(Rows of box annotation data)
■ ■ ■ ■
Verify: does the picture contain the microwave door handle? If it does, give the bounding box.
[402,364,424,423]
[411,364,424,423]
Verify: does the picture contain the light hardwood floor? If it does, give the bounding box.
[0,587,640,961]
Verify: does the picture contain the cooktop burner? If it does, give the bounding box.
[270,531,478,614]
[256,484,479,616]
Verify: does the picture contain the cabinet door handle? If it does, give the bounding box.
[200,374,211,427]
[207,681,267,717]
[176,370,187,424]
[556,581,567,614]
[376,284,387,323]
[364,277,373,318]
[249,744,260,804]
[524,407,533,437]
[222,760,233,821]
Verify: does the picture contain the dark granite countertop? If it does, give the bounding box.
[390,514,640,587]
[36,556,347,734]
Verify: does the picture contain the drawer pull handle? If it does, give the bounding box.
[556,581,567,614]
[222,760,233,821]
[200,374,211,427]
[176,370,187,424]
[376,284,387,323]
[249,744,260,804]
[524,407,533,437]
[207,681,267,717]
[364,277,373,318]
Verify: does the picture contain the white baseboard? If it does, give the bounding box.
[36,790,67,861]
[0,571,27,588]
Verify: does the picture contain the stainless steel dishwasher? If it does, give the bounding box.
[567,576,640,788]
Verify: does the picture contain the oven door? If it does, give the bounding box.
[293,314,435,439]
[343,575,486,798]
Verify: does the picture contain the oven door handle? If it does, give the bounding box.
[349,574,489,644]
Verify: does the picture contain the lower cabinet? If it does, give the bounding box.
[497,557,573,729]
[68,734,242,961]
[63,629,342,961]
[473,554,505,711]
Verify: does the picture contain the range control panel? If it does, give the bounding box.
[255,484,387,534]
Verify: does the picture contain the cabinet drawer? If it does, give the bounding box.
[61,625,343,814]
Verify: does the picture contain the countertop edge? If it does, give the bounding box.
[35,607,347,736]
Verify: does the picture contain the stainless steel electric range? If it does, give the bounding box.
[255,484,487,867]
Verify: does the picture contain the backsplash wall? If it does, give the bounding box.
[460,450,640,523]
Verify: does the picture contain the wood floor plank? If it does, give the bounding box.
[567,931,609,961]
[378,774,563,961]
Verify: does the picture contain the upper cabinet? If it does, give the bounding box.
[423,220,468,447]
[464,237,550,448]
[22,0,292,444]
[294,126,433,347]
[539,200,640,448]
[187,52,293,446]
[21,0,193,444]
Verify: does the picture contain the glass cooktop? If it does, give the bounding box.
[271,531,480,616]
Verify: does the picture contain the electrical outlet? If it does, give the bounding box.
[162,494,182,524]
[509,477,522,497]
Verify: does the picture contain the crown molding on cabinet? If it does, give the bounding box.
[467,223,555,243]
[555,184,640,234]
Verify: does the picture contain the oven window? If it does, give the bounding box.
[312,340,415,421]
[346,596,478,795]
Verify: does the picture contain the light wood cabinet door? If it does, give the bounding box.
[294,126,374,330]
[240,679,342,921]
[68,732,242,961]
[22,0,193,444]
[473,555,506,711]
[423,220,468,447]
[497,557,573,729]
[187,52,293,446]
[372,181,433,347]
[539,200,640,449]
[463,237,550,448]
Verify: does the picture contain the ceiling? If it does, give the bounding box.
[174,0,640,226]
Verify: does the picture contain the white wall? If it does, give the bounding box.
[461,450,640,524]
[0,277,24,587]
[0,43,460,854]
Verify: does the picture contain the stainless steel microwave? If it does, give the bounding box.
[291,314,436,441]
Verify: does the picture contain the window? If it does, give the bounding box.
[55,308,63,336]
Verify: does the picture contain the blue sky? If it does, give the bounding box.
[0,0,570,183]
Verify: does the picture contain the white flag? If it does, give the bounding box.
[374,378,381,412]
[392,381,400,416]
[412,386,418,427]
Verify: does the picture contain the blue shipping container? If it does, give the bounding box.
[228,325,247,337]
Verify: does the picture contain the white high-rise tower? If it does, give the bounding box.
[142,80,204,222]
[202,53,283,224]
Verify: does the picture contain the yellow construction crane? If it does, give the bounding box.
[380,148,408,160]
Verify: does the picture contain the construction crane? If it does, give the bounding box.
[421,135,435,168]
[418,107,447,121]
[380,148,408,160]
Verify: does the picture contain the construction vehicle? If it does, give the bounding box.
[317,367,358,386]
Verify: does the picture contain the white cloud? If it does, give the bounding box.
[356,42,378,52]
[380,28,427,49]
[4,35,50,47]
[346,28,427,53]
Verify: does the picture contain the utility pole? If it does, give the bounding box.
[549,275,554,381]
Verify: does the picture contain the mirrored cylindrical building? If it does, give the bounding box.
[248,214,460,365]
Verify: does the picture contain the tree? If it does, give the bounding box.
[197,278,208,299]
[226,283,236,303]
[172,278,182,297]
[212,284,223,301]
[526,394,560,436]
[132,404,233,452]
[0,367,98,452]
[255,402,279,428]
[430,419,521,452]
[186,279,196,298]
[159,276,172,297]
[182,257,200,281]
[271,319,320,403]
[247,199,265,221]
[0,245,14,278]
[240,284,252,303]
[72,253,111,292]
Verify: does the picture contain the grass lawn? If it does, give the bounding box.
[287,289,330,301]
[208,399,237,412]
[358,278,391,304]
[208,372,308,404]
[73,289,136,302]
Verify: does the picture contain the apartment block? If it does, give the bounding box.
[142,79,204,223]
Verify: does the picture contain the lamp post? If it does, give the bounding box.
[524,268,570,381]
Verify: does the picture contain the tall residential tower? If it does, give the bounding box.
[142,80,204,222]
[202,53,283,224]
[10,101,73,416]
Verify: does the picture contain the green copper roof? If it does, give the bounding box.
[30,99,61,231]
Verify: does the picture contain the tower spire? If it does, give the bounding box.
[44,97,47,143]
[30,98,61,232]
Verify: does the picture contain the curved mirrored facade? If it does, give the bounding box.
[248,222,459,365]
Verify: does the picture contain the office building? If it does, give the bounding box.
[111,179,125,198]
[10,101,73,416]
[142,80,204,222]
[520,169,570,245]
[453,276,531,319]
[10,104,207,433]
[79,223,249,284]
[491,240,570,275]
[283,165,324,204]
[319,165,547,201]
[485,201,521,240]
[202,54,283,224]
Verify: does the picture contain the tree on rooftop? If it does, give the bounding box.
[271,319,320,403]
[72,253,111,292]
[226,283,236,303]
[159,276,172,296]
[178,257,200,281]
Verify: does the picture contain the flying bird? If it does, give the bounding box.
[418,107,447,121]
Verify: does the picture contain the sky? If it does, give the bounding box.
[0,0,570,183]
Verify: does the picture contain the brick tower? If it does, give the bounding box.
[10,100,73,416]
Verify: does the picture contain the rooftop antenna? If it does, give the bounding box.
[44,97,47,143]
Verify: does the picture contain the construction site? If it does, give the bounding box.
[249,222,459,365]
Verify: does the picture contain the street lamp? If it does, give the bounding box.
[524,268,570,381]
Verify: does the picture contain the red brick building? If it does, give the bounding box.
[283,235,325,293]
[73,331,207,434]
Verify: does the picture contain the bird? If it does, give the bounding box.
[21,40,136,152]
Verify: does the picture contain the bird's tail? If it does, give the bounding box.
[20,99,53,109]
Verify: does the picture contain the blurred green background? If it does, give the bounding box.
■ ■ ■ ■
*Problem details*. Could you rewrite the data above with every "bounding box" changed to "enclosing rectangle" and nothing else altered?

*Written solution*.
Verify: does the picture contain the microwave door handle? If it does, give the enclosing rectangle.
[402,364,424,423]
[411,364,424,423]
Verify: does the picture contain the light hardwood floor? If it does, give the enclosing rectangle.
[0,587,640,961]
Verify: does the picture contain the cooktop burner? If it does, give the enclosing rectangle.
[270,531,478,614]
[256,484,479,616]
Verify: does the picture contain the cabinet door handle? If it does, give the enclosing rectangle.
[200,374,211,427]
[207,681,267,717]
[176,370,187,424]
[556,581,567,614]
[376,284,387,323]
[364,277,373,318]
[249,744,260,804]
[524,407,533,437]
[222,760,233,821]
Verify: does the picture contain the dark granite countertop? If it does, give the enclosing rectangle.
[390,514,640,587]
[36,556,347,734]
Verify: does the picture contain the drawer pull handle? If it does, give the enclosing rectangle.
[556,581,567,614]
[222,760,233,821]
[200,374,211,427]
[176,370,187,424]
[376,284,387,323]
[249,744,260,804]
[524,407,533,437]
[207,681,267,717]
[364,277,373,318]
Verify: does the picture contain the white baseboard? If it does, give the enclosing rectangle.
[36,790,67,861]
[0,571,27,588]
Verify: does the picture contain the stainless steel dishwasher? If it does, give the enclosing rectangle.
[567,576,640,788]
Verify: does the picture contain the oven door? If it does, give the enclosing rectangle.
[293,314,435,439]
[343,575,486,798]
Verify: does the picture contain the oven door handle? If it does, give the enclosing rectangle.
[349,574,489,644]
Verify: does the picture contain the lower cabinet? If it does, give the enclosing rectangle.
[497,557,573,729]
[68,734,242,961]
[63,629,342,961]
[473,554,505,711]
Verify: does the picture contain the range control panel? If it does, give the enclosing rectangle.
[255,484,387,534]
Verify: does the picture contain the cabinet drawer? If it does, give the enclosing rectangle.
[61,625,343,814]
Verify: does the picture contain the countertop edge? If it does, give the enclosing rectangle.
[35,607,347,736]
Verify: does the picture contain the stainless steel electric range? If it does, give the enclosing rectangle.
[255,484,487,867]
Verify: does the picture contain the backsplash wall? If it does, give the enclosing rectangle.
[460,450,640,523]
Verify: does the picture contain the wood floor plank? If it does, give the enclosing rectangle.
[567,931,609,961]
[378,774,563,961]
Verify: does the picture contain the upper cabinet? If it does, give the enclosing rectangle.
[423,220,468,447]
[464,237,550,448]
[22,0,292,444]
[294,126,433,347]
[539,200,640,448]
[187,52,293,446]
[21,0,193,444]
Verify: does the picture contain the glass cooktop? If it does, give the enclosing rectangle.
[271,531,480,616]
Verify: does the picture contain the electrical outlet? If it does, give the enclosing rectangle.
[162,494,182,524]
[509,477,522,497]
Verify: does the picture contain the crown molding on cabinet? If it does, give the enclosing rectangle.
[467,223,555,243]
[555,184,640,234]
Verify: does the picture contain the oven window? If it does, give the enclosing rectangle.
[312,340,415,421]
[346,596,478,795]
Verify: does the picture contain the light wood cabinet door? If it does, give the enclosing rectangle.
[294,126,374,330]
[240,679,342,921]
[68,732,242,961]
[22,0,193,444]
[473,555,506,711]
[423,220,468,447]
[497,557,573,729]
[187,52,293,446]
[372,181,433,347]
[539,200,640,449]
[463,237,550,448]
Verify: does the picture contain the ceiling? If it does, give the enclosing rectangle.
[174,0,640,226]
Verify: does the picture contain the white wall? If it does, give the enclosing rectangle.
[461,450,640,524]
[0,277,24,587]
[0,43,460,854]
Verify: does the picture contain the stainless steel microwave? If it does, give the enclosing rectangle.
[291,314,436,441]
Verify: does the picture contain the window? If it does, give the enclosing rectangle.
[55,308,63,336]
Verify: does the picture contain the blue sky? If it does, give the enclosing rectangle.
[0,0,570,183]
Verify: does the picture contain the white flag? If it does, give the enclosing rectangle.
[374,378,381,412]
[392,381,400,416]
[412,386,418,427]
Verify: does the picture contain the blue shipping container? If it does, give the enclosing rectangle.
[228,325,247,337]
Verify: does the picture contain the white high-rise tower? If it does, give the enclosing rectangle.
[142,80,204,222]
[202,53,283,224]
Verify: does the picture contain the yellow construction crane? If it does, give the enclosing rectangle.
[380,148,408,160]
Verify: does the picture contain the construction crane? If it does, give the enclosing rectangle.
[421,135,435,168]
[418,107,447,121]
[380,148,408,160]
Verify: does the picture contain the construction vehicle? If it does, give the enclosing rectangle.
[317,367,358,386]
Verify: does the picture contain the white cloud? If it does, give the enclosing rectangle.
[356,42,378,52]
[380,28,427,49]
[4,35,50,47]
[346,28,427,53]
Verify: does the picture contain the utility pole? If it does, give the enclosing rectangle.
[549,275,554,381]
Verify: does the picture contain the mirrored cylindrical building? If it does, give the enclosing rectangle.
[248,214,460,365]
Verify: does the picture contain the tree? If it does, give the enclosing rectangle.
[197,278,208,299]
[226,283,236,303]
[172,278,182,297]
[212,284,223,301]
[526,394,560,436]
[132,404,233,452]
[0,367,98,452]
[255,402,279,428]
[430,419,521,452]
[186,279,196,298]
[159,276,172,297]
[182,257,200,281]
[271,319,320,403]
[247,199,265,221]
[0,245,14,278]
[240,284,252,303]
[72,253,111,292]
Verify: does the picture contain the grass lawn? If it does, give the enclosing rectangle.
[287,289,330,301]
[208,399,237,412]
[358,278,391,304]
[208,372,308,404]
[73,289,136,302]
Verify: does the picture contain the apartment block? If it does, give the enclosing rectangle.
[142,79,204,223]
Verify: does the picture contain the lamp post? If it does, give the enclosing rectangle.
[524,268,570,381]
Verify: does the picture contain the tall residential tower? If it does, give the enclosing rectangle.
[142,80,204,222]
[202,53,283,224]
[10,101,73,416]
Verify: does the picture contain the green copper roof? If it does, give the enclosing rectangle.
[30,99,61,231]
Verify: does the picture contain the tower spire? If it does, give the enclosing rectangle.
[44,97,47,143]
[30,98,61,232]
Verify: does the picture contain the curved mirrored facade? If it does, give the enclosing rectangle.
[248,222,459,365]
Verify: does the picture contain the office building? If it does, give the enclosing rectangle.
[111,179,125,198]
[10,101,73,416]
[142,80,204,222]
[520,169,570,245]
[453,276,531,319]
[10,104,207,433]
[79,223,249,284]
[491,240,570,275]
[283,165,324,204]
[319,165,547,201]
[485,201,521,240]
[202,54,283,224]
Verify: does the picture contain the tree on rooftop? If it does, give the enclosing rectangle.
[271,319,320,403]
[72,253,111,292]
[226,283,236,303]
[159,276,172,296]
[178,257,200,281]
Verify: does the picture contain the flying bird? If it does, give the enclosing rectangle.
[418,107,447,121]
Verify: does the picture contain the sky? If it does, give the enclosing rectangle.
[0,0,570,183]
Verify: does the picture contain the brick tower? If it does, give the enclosing rectangle.
[10,100,73,416]
Verify: does the picture contain the rooftop antenna? If it does, give the enclosing rectangle.
[44,97,47,143]
Verify: does the picture contain the construction site? If it does, give the enclosing rectangle.
[249,222,459,365]
Verify: does the picture contain the street lamp? If it does, give the enclosing rectangle.
[524,268,570,381]
Verify: does the picture contain the red brick building? If it does, give the enclosing rectangle.
[283,235,325,293]
[73,331,207,434]
Verify: does the picture contain the bird? If it does, give the enclosing rectangle.
[21,40,136,152]
Verify: does the picture contain the bird's tail? If it does, give the enclosing rectangle.
[20,99,53,109]
Verify: does the picture contain the blurred green background? If it does, give the enclosing rectangle.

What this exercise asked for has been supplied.